INSTRUCTIONS FOR THE TASK
Continue the article about the melanoma gene-editing study, starting after its last sentence.

EXCERPT PROVIDED
____

Study Identifies Key Steps in Melanoma Transformation, Biomarkers for Metastasis

Gene-editing technology could lead to new targeted therapies and help clinicians catch developing cancers before they metastasize.

Through the novel use of CRISPR gene editing, researchers have identified the sequence of genetic changes that allow benign moles to transform into melanoma, according to a recent study. The findings could lead to new targeted therapies and help clinicians detect developing skin cancers before they spread, according to the authors.

The research was published in 2 companion papers in Cancer Cell.

Researchers from UC San Francisco systematically traced how new mutations and changes in gene activity break down cellular protective mechanisms—triggering the transformation and spread of melanoma. In doing this, the researchers identified key molecular biomarkers that could be used by health care providers to detect rapidly progressing melanomas that require additional treatment.

Dermatologists currently assess melanoma progression based on the thickness of the lesion to determine whether surgery alone will be sufficient to eliminate the cancer; however, this approach is not always reliable.

____

SUPPLIED RECORDS
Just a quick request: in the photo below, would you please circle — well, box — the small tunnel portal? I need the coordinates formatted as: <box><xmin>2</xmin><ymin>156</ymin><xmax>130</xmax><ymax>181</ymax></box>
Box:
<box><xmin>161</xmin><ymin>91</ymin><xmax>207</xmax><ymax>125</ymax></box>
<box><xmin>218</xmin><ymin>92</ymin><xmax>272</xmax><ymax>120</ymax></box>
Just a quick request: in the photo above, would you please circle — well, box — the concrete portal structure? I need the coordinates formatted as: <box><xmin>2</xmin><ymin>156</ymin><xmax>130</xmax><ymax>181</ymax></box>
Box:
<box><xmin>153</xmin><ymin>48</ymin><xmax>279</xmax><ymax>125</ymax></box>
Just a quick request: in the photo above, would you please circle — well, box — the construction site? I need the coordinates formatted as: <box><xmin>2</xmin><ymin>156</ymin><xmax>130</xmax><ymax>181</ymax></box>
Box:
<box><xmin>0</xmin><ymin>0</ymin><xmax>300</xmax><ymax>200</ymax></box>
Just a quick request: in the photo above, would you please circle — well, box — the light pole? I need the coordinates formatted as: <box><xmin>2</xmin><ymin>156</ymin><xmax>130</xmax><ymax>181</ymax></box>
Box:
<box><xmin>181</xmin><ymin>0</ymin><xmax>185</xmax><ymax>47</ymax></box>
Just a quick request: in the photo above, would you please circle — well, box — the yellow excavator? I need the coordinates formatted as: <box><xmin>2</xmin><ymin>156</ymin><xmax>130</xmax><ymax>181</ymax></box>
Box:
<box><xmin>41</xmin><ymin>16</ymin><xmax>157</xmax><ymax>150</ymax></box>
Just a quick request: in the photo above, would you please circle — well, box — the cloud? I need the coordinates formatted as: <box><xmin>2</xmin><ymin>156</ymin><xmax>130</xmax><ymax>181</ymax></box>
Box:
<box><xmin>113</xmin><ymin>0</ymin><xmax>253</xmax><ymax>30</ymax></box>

____

OUTPUT FOR THIS TASK
“It’s a very crude assessment of the progression state of a tumor to measure it with a ruler,” study author Boris Bastian, MD, PhD, a UCSF Health skin cancer pathologist, said in a press release. “We’d prefer to be able to measure a mole’s genetic state to assess its risk of turning malignant, but the biology of this transformation has not been fully understood.”

In the first study, the researchers profiled both DNA and RNA from matching melanoma samples and precursor moles from the same patients. The researchers evaluated a unique dataset of 230 surgically removed melanoma tissue samples from 82 patients in which malignant tumors and the benign moles from which they had developed were preserved side by side. The researchers also obtained matched samples of metastatic tumors and the primary melanomas in the skin from which the metastatic colonies had derived.

The researchers sequenced tumor DNA to identify gene mutations arising at different stages of cancer evolution and measured changes in RNA to connect these mutations to related changes in gene activity. According to their findings, multiple gene independent mutations come into play, controlling cell growth, tumor suppression, and DNA regulation until enough mutations accumulate to break down cells’ natural protective mechanisms and trigger cancer.

Additionally, the researchers also found that moles consistently developed mutations in the SWI/SNF class of DNA regulatory genes, indicating that this marker could be used to identify potentially harmful moles in need of treatment.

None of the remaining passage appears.